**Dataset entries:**
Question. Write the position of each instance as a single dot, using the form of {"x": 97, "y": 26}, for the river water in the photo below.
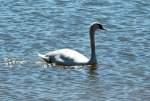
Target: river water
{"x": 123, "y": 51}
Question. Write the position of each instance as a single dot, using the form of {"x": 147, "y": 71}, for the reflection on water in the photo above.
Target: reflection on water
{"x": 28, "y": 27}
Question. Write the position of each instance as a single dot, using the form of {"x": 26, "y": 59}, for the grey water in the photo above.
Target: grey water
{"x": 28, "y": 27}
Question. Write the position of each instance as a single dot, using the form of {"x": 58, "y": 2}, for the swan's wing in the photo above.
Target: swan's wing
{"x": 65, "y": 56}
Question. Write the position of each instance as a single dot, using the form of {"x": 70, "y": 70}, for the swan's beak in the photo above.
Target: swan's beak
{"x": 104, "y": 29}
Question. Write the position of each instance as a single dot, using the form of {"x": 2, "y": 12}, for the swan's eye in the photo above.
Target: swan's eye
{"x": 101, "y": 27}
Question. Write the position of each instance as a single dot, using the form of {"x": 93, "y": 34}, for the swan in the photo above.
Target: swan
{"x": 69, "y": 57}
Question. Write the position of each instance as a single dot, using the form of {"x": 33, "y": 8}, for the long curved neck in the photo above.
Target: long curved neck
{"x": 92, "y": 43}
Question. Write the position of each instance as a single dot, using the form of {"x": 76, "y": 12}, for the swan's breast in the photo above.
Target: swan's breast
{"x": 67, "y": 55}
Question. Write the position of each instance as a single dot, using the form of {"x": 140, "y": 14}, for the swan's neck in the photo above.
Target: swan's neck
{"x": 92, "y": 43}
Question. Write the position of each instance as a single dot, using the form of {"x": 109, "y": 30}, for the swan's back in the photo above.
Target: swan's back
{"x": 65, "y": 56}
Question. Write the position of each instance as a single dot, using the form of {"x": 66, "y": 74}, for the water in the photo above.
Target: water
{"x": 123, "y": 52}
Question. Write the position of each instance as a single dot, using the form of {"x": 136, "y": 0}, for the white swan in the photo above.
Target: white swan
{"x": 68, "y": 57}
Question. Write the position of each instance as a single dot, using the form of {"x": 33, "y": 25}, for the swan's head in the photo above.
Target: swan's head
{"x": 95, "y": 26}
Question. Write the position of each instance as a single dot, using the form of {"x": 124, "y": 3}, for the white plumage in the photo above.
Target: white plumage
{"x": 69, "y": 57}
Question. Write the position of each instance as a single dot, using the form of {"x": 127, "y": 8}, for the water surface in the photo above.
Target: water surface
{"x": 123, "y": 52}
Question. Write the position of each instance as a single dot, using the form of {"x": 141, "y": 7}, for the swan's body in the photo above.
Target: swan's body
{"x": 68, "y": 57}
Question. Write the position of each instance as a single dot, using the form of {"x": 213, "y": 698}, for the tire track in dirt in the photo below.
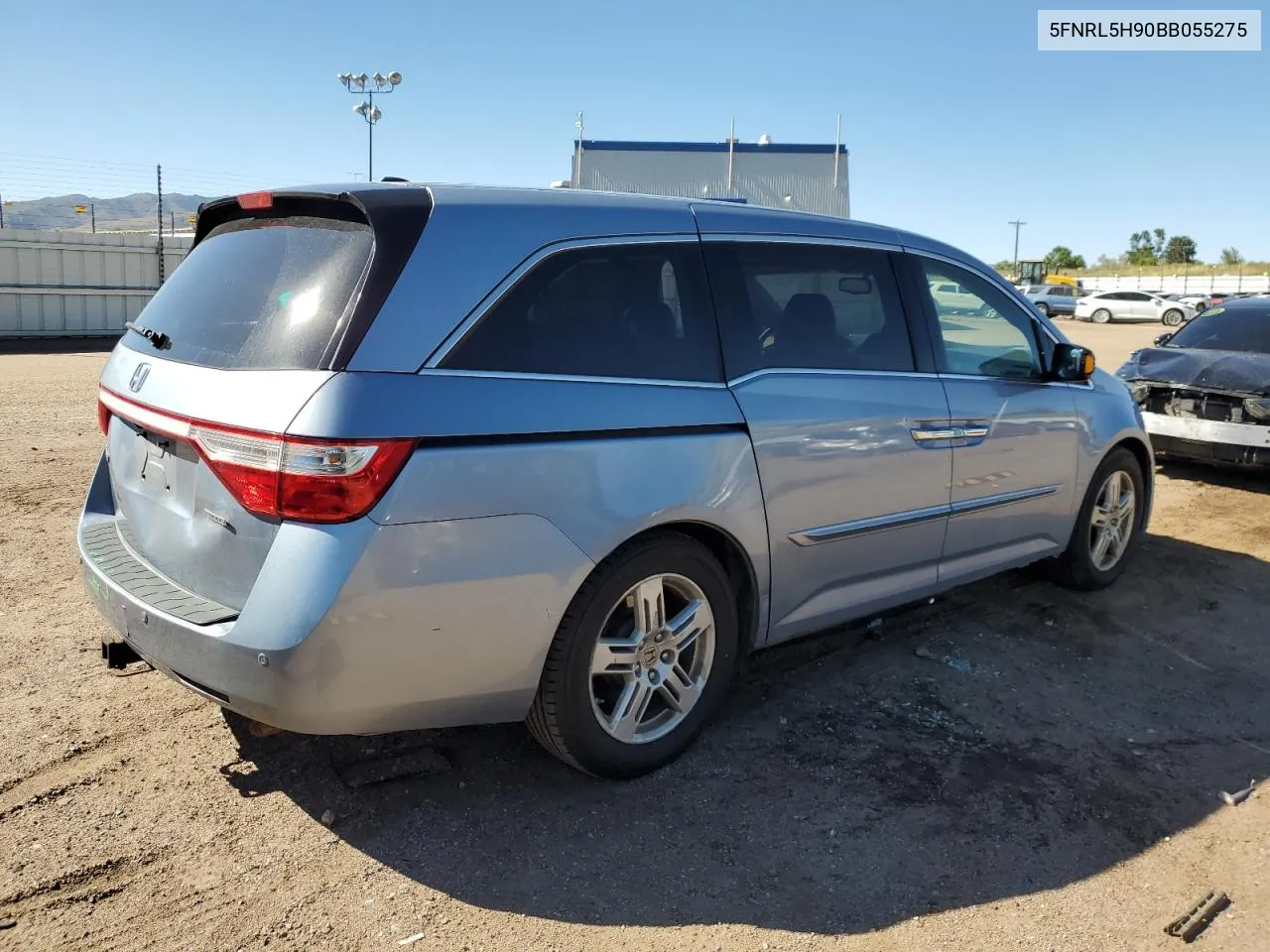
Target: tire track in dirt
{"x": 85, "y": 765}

**About this exercise:** Collect every line from the records above that contains the word "below".

**Solved problem:**
Question. Write the position of each instance as a single dot, using the form of {"x": 97, "y": 26}, for the river water in the photo below.
Question. Write the position of each instance as a single dot, using the form of {"x": 213, "y": 698}, for the tire track in dirt in the photo below.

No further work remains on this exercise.